---------- ENTRIES SUPPLIED ----------

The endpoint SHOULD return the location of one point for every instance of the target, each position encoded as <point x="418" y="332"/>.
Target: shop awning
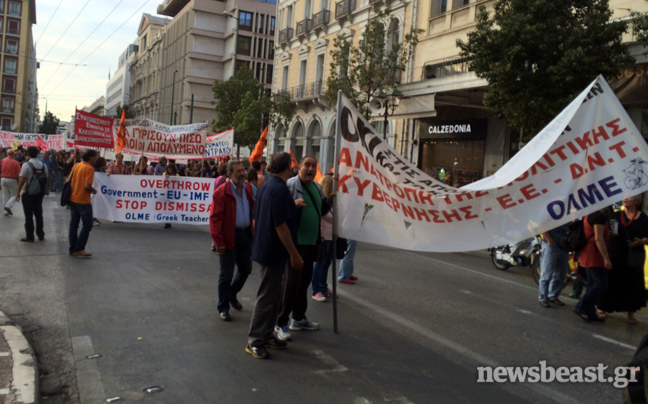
<point x="421" y="106"/>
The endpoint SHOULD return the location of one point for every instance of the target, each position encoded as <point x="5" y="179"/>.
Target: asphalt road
<point x="413" y="329"/>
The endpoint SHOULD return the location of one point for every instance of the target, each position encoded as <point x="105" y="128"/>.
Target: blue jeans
<point x="597" y="282"/>
<point x="553" y="271"/>
<point x="241" y="257"/>
<point x="346" y="264"/>
<point x="320" y="269"/>
<point x="79" y="213"/>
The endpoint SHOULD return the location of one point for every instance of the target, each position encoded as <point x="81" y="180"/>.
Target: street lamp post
<point x="172" y="97"/>
<point x="391" y="100"/>
<point x="238" y="22"/>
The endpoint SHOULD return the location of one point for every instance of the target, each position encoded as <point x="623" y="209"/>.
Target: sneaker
<point x="274" y="343"/>
<point x="82" y="253"/>
<point x="258" y="352"/>
<point x="235" y="303"/>
<point x="557" y="302"/>
<point x="319" y="297"/>
<point x="304" y="324"/>
<point x="282" y="333"/>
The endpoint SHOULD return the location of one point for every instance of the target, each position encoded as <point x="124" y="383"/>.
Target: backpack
<point x="574" y="239"/>
<point x="38" y="183"/>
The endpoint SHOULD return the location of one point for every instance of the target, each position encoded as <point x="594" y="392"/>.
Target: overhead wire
<point x="99" y="46"/>
<point x="47" y="25"/>
<point x="83" y="42"/>
<point x="67" y="29"/>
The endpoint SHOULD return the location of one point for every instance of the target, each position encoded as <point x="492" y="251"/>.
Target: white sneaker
<point x="319" y="297"/>
<point x="304" y="324"/>
<point x="282" y="333"/>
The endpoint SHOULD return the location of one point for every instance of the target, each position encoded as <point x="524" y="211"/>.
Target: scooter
<point x="525" y="253"/>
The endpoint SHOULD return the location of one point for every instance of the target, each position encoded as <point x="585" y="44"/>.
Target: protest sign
<point x="92" y="130"/>
<point x="588" y="157"/>
<point x="220" y="144"/>
<point x="150" y="199"/>
<point x="155" y="139"/>
<point x="52" y="142"/>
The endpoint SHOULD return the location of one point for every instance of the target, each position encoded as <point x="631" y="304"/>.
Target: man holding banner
<point x="230" y="224"/>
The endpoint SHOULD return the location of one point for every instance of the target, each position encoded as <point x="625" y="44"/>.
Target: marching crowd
<point x="280" y="217"/>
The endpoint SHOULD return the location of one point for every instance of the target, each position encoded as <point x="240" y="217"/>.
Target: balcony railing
<point x="285" y="35"/>
<point x="304" y="27"/>
<point x="321" y="19"/>
<point x="344" y="8"/>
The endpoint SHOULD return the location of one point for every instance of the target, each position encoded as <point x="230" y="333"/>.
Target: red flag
<point x="258" y="149"/>
<point x="294" y="162"/>
<point x="40" y="143"/>
<point x="121" y="133"/>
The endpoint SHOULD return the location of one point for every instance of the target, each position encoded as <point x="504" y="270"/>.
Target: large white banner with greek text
<point x="151" y="199"/>
<point x="588" y="157"/>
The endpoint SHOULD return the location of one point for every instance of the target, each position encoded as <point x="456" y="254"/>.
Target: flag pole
<point x="338" y="136"/>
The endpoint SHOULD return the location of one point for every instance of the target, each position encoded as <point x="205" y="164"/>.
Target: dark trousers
<point x="79" y="213"/>
<point x="295" y="299"/>
<point x="33" y="207"/>
<point x="268" y="304"/>
<point x="597" y="282"/>
<point x="239" y="256"/>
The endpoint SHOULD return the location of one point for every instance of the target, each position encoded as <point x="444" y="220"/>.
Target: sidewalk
<point x="18" y="367"/>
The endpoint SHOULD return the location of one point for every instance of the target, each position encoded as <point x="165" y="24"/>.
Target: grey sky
<point x="84" y="84"/>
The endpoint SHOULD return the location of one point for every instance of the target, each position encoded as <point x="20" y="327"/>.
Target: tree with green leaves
<point x="242" y="103"/>
<point x="372" y="66"/>
<point x="50" y="123"/>
<point x="537" y="55"/>
<point x="130" y="112"/>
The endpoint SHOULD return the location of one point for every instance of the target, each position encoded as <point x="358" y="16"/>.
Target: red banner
<point x="92" y="130"/>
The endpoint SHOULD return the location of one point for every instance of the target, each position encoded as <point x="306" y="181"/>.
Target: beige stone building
<point x="306" y="32"/>
<point x="200" y="46"/>
<point x="146" y="67"/>
<point x="18" y="61"/>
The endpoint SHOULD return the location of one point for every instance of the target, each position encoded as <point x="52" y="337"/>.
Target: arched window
<point x="314" y="137"/>
<point x="298" y="140"/>
<point x="280" y="139"/>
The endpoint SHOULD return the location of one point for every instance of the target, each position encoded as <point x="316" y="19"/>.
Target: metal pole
<point x="386" y="116"/>
<point x="172" y="97"/>
<point x="191" y="110"/>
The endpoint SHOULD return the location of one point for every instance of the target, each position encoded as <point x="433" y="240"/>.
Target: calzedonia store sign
<point x="468" y="129"/>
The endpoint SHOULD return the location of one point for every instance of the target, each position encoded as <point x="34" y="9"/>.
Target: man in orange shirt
<point x="82" y="177"/>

----------

• _WHAT TO WORK ON_
Copy, exactly and with nothing added, the lines from the one containing "Target: tree with green leaves" through the end of the records.

• _RESULT_
Target: tree with green leaves
<point x="242" y="103"/>
<point x="372" y="66"/>
<point x="50" y="123"/>
<point x="537" y="55"/>
<point x="130" y="112"/>
The endpoint SHOULD return the location of one point for every instance of the target, each position encoded as <point x="358" y="16"/>.
Target: red banner
<point x="92" y="130"/>
The endpoint SHOULD return the location of one point for every instance of the target, each position encoded as <point x="306" y="181"/>.
Target: beige stone building
<point x="306" y="32"/>
<point x="200" y="46"/>
<point x="146" y="67"/>
<point x="18" y="61"/>
The endpoint SHOULD return the location of one point for every instance of the target, each position encoded as <point x="52" y="337"/>.
Target: arched window
<point x="314" y="137"/>
<point x="298" y="140"/>
<point x="280" y="139"/>
The endpoint SHOULD return the location of one point for every instance of the target, each position encoded as <point x="316" y="19"/>.
Target: metal pole
<point x="386" y="116"/>
<point x="172" y="97"/>
<point x="191" y="110"/>
The endpoint SHOULD return the location of one point for every instance of the target, each position encoded as <point x="433" y="240"/>.
Target: calzedonia store sign
<point x="468" y="129"/>
The endpoint SHOULD return the location of one point for every instance of the target, each position encoded as <point x="34" y="9"/>.
Target: man in orange shirt
<point x="82" y="177"/>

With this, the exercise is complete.